* Try it:
Based on the listing below, report how many lines contain the word "plank". Nothing but the number, please.

* Data to examine:

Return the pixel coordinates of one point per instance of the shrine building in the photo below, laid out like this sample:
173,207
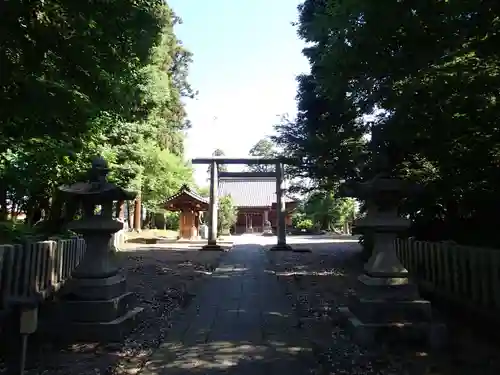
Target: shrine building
191,206
255,199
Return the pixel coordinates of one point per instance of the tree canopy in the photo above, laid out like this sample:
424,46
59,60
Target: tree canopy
75,85
425,76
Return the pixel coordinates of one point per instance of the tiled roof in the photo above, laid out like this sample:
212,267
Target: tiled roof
250,191
189,192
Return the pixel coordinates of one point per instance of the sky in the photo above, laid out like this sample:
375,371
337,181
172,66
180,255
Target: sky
246,57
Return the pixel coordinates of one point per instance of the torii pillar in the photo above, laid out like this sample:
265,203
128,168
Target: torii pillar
214,184
280,211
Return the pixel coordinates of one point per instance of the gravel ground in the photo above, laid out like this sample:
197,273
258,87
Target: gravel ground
321,281
164,281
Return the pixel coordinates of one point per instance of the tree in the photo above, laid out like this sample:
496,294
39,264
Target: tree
434,109
329,212
227,214
265,149
221,167
114,88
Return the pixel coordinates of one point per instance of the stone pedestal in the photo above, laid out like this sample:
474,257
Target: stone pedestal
387,304
390,309
96,305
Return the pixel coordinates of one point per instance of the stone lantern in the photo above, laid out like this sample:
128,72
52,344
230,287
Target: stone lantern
96,305
387,304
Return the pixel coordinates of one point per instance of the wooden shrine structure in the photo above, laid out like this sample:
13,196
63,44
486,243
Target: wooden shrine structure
191,206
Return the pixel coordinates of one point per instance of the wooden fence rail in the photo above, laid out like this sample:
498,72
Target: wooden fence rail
31,272
468,275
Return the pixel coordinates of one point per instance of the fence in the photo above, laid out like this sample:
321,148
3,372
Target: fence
31,272
468,275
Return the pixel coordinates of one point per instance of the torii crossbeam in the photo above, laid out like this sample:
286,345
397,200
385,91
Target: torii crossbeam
280,198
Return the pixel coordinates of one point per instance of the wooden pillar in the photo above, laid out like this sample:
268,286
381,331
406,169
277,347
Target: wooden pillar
212,222
120,210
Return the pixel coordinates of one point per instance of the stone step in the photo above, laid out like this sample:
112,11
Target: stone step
381,311
96,311
112,331
430,333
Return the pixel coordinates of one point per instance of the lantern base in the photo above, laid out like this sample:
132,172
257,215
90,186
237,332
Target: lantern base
95,310
390,309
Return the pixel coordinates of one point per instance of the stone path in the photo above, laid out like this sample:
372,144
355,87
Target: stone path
240,323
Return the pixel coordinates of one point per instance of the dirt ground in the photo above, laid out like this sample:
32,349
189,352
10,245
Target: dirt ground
319,282
165,280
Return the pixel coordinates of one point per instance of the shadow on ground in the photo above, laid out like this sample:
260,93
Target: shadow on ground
318,283
165,282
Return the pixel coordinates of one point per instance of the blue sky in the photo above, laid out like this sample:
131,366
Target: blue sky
246,57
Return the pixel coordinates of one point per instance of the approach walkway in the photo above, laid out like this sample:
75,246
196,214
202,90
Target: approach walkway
241,322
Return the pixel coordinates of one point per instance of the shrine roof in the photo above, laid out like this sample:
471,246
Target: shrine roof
185,194
250,191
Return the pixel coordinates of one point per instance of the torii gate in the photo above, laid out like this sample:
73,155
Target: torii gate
280,201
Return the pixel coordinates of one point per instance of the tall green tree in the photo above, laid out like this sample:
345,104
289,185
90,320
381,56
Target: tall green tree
81,81
264,148
220,167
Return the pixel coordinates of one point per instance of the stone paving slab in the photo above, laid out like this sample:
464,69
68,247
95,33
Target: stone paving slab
240,323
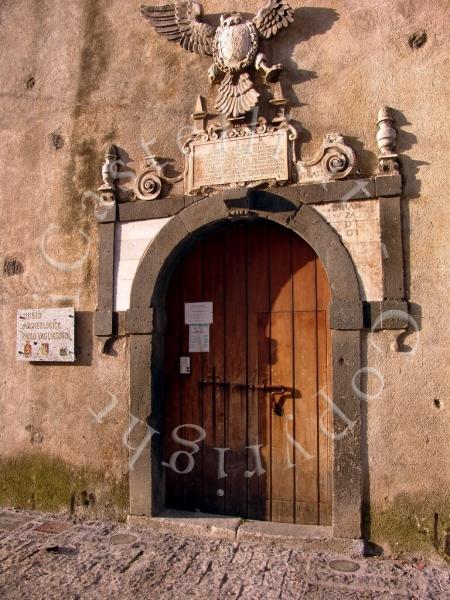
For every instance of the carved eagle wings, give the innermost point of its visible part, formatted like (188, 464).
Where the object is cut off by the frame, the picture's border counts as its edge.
(181, 22)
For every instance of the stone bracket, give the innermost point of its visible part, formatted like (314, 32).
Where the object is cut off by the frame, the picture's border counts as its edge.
(386, 314)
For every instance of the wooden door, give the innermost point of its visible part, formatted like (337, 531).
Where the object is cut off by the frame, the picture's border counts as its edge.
(246, 432)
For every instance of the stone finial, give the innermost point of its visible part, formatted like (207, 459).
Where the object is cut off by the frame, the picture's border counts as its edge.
(387, 141)
(109, 169)
(200, 115)
(109, 175)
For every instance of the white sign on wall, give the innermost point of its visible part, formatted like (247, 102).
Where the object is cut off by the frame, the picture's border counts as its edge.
(46, 335)
(198, 313)
(199, 338)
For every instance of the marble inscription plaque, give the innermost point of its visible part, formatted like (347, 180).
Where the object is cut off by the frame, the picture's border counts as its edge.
(240, 160)
(358, 225)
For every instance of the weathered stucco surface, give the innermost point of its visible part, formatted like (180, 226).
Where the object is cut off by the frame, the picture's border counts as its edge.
(81, 74)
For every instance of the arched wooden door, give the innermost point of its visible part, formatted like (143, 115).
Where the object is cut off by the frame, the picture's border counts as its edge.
(258, 397)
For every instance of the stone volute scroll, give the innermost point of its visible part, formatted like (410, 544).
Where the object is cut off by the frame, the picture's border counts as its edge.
(150, 180)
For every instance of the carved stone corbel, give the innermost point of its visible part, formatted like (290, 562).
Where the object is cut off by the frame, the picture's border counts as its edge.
(387, 140)
(335, 160)
(149, 181)
(109, 174)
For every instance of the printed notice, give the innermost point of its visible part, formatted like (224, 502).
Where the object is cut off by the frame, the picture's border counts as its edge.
(185, 365)
(198, 313)
(199, 338)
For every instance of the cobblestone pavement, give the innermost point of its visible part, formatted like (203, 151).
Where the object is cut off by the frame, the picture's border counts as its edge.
(61, 557)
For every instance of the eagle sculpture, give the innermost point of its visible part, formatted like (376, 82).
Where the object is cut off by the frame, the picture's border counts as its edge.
(234, 46)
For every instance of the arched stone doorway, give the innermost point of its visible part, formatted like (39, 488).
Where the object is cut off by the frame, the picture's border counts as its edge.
(252, 411)
(147, 351)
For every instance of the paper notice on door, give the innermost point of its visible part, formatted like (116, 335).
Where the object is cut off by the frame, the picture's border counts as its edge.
(199, 338)
(198, 313)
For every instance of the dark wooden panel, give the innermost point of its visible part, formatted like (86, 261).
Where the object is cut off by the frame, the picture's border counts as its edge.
(281, 363)
(191, 394)
(172, 412)
(213, 368)
(258, 370)
(325, 411)
(236, 369)
(270, 296)
(306, 435)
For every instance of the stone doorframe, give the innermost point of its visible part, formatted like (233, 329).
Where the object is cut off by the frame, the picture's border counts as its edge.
(146, 324)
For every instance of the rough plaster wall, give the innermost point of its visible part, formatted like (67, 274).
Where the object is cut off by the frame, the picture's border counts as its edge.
(102, 75)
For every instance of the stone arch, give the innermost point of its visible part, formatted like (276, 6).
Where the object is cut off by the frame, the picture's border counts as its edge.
(195, 220)
(146, 325)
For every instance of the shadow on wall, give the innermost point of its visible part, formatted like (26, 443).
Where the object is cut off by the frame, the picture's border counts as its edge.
(410, 170)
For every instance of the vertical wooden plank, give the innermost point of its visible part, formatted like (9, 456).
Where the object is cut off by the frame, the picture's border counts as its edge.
(305, 352)
(325, 413)
(191, 392)
(258, 369)
(281, 359)
(172, 404)
(303, 274)
(213, 366)
(236, 369)
(306, 434)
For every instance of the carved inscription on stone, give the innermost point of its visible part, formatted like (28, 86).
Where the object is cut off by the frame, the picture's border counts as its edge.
(239, 160)
(358, 224)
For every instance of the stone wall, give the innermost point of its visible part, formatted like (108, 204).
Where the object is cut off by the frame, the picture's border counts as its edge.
(81, 74)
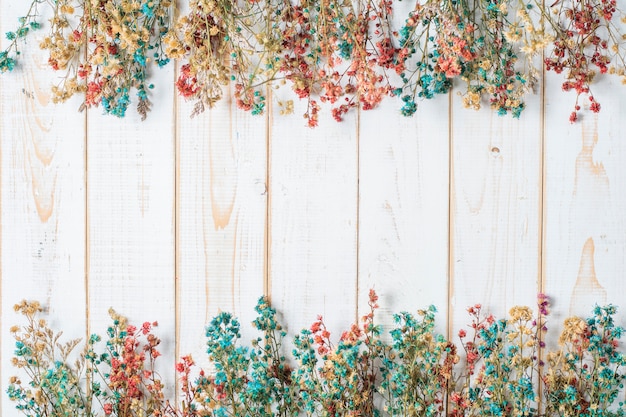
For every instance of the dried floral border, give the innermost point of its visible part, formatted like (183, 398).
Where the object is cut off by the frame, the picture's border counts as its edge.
(494, 369)
(347, 53)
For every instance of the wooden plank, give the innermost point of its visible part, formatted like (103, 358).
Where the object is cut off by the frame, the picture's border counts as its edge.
(495, 239)
(131, 176)
(222, 219)
(403, 209)
(313, 218)
(585, 232)
(42, 170)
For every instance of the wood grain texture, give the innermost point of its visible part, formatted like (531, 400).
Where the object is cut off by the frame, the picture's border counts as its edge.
(313, 218)
(42, 171)
(222, 220)
(495, 221)
(131, 176)
(585, 232)
(403, 209)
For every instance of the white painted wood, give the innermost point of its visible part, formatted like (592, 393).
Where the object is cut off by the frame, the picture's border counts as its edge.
(585, 231)
(313, 218)
(131, 186)
(496, 210)
(403, 209)
(222, 220)
(42, 171)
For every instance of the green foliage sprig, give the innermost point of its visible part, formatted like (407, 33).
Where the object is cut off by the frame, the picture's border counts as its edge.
(346, 53)
(496, 368)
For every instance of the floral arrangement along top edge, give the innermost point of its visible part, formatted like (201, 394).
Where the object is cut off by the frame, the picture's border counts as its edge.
(346, 53)
(498, 367)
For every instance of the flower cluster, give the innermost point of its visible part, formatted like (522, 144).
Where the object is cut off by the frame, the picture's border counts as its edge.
(105, 49)
(346, 53)
(120, 380)
(495, 369)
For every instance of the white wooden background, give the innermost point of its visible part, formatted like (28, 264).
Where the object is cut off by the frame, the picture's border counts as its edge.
(174, 219)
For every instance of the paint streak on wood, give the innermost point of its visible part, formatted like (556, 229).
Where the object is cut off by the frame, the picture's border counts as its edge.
(223, 176)
(495, 192)
(313, 229)
(42, 226)
(587, 290)
(222, 220)
(403, 213)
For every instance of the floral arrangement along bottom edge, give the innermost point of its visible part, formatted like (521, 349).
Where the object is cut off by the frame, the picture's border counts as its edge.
(498, 367)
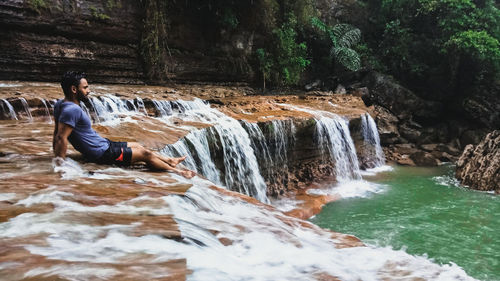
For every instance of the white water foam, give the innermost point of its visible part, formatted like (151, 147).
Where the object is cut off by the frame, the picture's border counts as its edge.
(351, 189)
(376, 170)
(7, 196)
(264, 244)
(371, 137)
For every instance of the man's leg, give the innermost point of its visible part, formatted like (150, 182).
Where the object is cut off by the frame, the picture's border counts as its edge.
(142, 154)
(172, 161)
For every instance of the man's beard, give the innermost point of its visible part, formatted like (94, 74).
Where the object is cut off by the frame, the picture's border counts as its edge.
(81, 97)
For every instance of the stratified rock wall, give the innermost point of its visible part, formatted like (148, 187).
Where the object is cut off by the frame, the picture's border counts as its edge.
(41, 41)
(479, 166)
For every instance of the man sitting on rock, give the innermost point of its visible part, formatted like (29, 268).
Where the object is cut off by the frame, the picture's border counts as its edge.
(73, 124)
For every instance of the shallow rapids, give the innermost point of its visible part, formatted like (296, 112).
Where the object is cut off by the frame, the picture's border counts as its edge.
(82, 221)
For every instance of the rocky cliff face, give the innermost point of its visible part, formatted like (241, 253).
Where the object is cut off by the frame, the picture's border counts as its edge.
(479, 166)
(42, 39)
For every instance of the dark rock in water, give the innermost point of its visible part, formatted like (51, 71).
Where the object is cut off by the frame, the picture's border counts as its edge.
(472, 137)
(479, 166)
(422, 158)
(483, 106)
(410, 133)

* Task solution:
2